▶ _What the task asks_: Copy the listing below line for line, with no changes.

▶ _Data in this exercise_:
## Start

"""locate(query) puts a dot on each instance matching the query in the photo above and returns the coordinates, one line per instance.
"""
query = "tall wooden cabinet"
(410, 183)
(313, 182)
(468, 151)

## End

▶ _Solved exercise_:
"""locate(query) puts a dot on each instance matching the query in the photo above and returns the coordinates, one line per instance.
"""
query = "tall wooden cabinet"
(410, 183)
(313, 182)
(468, 151)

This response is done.